EXERCISE AIM. The response should be the lines of the data, starting at the first and ending at the one that contains "118H226L221 135L231 141V152L263", copied without change.

Stored data.

== Segment start ==

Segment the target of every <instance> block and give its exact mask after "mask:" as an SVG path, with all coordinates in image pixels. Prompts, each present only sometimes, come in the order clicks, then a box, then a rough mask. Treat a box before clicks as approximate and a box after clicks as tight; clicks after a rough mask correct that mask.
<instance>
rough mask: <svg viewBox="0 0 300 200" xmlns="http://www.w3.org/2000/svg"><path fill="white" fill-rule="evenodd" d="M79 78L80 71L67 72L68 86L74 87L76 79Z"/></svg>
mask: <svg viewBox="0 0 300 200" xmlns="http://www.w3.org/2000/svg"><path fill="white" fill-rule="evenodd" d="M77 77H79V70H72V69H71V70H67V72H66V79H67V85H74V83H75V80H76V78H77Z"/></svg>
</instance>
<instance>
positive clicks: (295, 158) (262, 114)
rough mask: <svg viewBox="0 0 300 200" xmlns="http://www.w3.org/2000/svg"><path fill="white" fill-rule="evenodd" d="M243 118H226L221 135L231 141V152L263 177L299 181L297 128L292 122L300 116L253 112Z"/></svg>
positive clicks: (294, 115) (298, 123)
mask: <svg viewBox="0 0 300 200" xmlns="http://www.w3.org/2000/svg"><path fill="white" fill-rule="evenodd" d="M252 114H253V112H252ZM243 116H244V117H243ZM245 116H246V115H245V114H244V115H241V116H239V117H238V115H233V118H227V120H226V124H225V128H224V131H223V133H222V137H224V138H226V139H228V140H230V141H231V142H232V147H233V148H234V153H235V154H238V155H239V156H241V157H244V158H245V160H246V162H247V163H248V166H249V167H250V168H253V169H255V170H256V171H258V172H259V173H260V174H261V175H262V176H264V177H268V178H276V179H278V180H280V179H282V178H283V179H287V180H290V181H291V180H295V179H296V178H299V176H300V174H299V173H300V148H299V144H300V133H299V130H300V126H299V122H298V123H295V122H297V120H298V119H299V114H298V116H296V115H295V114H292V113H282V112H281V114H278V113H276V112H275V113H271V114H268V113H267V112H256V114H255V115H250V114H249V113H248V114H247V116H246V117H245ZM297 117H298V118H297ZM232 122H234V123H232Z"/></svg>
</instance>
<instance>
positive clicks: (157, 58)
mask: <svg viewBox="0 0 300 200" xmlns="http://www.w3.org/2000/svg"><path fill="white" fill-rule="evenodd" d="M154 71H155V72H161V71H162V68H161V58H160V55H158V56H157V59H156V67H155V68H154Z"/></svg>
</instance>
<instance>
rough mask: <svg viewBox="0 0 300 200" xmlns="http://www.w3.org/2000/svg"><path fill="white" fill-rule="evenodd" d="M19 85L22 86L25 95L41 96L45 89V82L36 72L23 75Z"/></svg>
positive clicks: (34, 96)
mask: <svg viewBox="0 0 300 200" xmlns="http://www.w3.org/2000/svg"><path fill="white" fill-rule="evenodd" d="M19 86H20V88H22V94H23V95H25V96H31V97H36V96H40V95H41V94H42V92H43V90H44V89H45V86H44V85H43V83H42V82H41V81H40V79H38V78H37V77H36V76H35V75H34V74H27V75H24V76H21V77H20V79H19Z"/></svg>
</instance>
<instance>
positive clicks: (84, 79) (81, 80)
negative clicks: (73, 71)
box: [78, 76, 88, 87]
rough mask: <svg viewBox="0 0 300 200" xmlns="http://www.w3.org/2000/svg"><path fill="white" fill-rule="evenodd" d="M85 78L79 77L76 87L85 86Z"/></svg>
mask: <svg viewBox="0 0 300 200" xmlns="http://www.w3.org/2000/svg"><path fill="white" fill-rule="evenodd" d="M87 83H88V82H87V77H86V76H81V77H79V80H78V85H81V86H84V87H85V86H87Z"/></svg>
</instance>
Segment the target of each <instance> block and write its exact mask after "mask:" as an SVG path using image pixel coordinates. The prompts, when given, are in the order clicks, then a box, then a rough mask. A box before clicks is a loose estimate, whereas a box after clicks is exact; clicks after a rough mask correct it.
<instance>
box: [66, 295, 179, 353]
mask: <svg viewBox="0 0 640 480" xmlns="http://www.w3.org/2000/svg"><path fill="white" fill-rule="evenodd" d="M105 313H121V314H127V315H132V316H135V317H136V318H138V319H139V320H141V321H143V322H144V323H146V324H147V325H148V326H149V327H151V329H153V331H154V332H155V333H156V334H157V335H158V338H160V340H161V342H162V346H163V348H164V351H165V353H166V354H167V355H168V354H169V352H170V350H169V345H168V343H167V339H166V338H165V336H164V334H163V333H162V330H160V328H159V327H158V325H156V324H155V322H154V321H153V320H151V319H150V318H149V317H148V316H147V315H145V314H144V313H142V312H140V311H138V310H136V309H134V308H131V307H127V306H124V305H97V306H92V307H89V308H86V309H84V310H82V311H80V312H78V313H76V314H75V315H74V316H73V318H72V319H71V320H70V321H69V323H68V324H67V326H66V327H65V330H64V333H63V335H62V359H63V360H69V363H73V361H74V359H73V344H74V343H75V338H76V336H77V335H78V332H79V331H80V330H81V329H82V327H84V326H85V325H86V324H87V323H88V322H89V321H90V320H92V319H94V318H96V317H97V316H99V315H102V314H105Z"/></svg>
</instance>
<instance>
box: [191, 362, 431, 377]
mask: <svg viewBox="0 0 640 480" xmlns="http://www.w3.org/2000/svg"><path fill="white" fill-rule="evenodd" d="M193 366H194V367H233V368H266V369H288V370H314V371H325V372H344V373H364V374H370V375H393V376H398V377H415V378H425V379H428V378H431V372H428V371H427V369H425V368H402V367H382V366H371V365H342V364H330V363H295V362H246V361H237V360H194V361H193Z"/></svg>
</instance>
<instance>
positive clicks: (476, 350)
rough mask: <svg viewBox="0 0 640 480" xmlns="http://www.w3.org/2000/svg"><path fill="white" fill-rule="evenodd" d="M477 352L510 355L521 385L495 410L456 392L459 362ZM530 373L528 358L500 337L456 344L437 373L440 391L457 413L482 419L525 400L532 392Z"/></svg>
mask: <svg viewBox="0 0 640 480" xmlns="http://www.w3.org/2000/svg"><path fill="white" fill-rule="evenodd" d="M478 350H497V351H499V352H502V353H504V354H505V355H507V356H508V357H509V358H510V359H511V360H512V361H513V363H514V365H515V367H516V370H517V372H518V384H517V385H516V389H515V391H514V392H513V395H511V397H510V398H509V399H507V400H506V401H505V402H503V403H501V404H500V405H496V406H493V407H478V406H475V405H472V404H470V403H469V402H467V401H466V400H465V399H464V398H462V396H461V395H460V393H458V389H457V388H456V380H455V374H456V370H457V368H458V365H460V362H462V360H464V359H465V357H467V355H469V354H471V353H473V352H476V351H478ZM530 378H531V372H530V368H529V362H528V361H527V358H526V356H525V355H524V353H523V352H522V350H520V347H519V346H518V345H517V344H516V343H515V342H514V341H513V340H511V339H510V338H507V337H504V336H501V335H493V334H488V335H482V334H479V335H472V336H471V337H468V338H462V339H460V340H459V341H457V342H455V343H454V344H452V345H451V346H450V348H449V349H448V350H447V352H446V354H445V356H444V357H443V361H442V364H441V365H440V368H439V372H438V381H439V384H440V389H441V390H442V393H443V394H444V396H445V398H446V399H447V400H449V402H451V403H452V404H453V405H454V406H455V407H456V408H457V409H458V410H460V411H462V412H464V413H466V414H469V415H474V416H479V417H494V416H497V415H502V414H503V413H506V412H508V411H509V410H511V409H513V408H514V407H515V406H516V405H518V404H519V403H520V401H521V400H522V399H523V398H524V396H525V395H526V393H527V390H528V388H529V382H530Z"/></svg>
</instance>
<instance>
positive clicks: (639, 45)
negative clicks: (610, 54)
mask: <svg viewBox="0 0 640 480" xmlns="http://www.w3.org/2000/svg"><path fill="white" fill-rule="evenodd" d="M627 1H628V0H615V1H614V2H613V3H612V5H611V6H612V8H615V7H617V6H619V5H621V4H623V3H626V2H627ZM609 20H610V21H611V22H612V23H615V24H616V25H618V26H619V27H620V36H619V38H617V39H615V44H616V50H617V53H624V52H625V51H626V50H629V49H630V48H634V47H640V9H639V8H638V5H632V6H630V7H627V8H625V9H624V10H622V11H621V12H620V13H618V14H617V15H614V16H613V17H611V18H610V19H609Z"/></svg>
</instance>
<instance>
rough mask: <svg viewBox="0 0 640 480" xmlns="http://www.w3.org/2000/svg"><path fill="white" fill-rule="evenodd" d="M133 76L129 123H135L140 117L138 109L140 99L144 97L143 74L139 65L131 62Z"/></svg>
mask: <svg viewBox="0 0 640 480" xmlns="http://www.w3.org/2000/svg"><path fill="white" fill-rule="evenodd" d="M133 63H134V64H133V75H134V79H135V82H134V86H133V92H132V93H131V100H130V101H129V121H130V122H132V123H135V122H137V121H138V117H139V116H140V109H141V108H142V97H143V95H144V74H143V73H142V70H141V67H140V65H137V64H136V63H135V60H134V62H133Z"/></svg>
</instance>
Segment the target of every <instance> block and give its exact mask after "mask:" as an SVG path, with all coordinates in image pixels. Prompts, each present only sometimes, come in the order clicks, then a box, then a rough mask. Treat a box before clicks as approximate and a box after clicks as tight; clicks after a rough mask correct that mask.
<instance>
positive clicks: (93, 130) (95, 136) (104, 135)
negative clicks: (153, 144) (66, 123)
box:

== Segment end ==

ANSWER TO THIS PROBLEM.
Segment the target of every <instance> block and give its exact mask after "mask:" as an SVG path, with all coordinates in image pixels. Prompts, each present only sometimes, come in the order clicks, then a box, then a rough mask. Treat a box before clicks as approximate and a box after clicks as tight; clicks after a rough mask correct that mask.
<instance>
rough mask: <svg viewBox="0 0 300 200" xmlns="http://www.w3.org/2000/svg"><path fill="white" fill-rule="evenodd" d="M79 78L80 71L67 72L68 86L74 87L76 79Z"/></svg>
mask: <svg viewBox="0 0 300 200" xmlns="http://www.w3.org/2000/svg"><path fill="white" fill-rule="evenodd" d="M77 77H79V70H72V69H71V70H67V72H66V79H67V85H74V83H75V80H76V78H77Z"/></svg>
</instance>
<instance>
positive clicks: (295, 158) (262, 114)
rough mask: <svg viewBox="0 0 300 200" xmlns="http://www.w3.org/2000/svg"><path fill="white" fill-rule="evenodd" d="M243 118H226L221 135L231 141V152L263 177L299 181L297 128L292 122L300 116L253 112Z"/></svg>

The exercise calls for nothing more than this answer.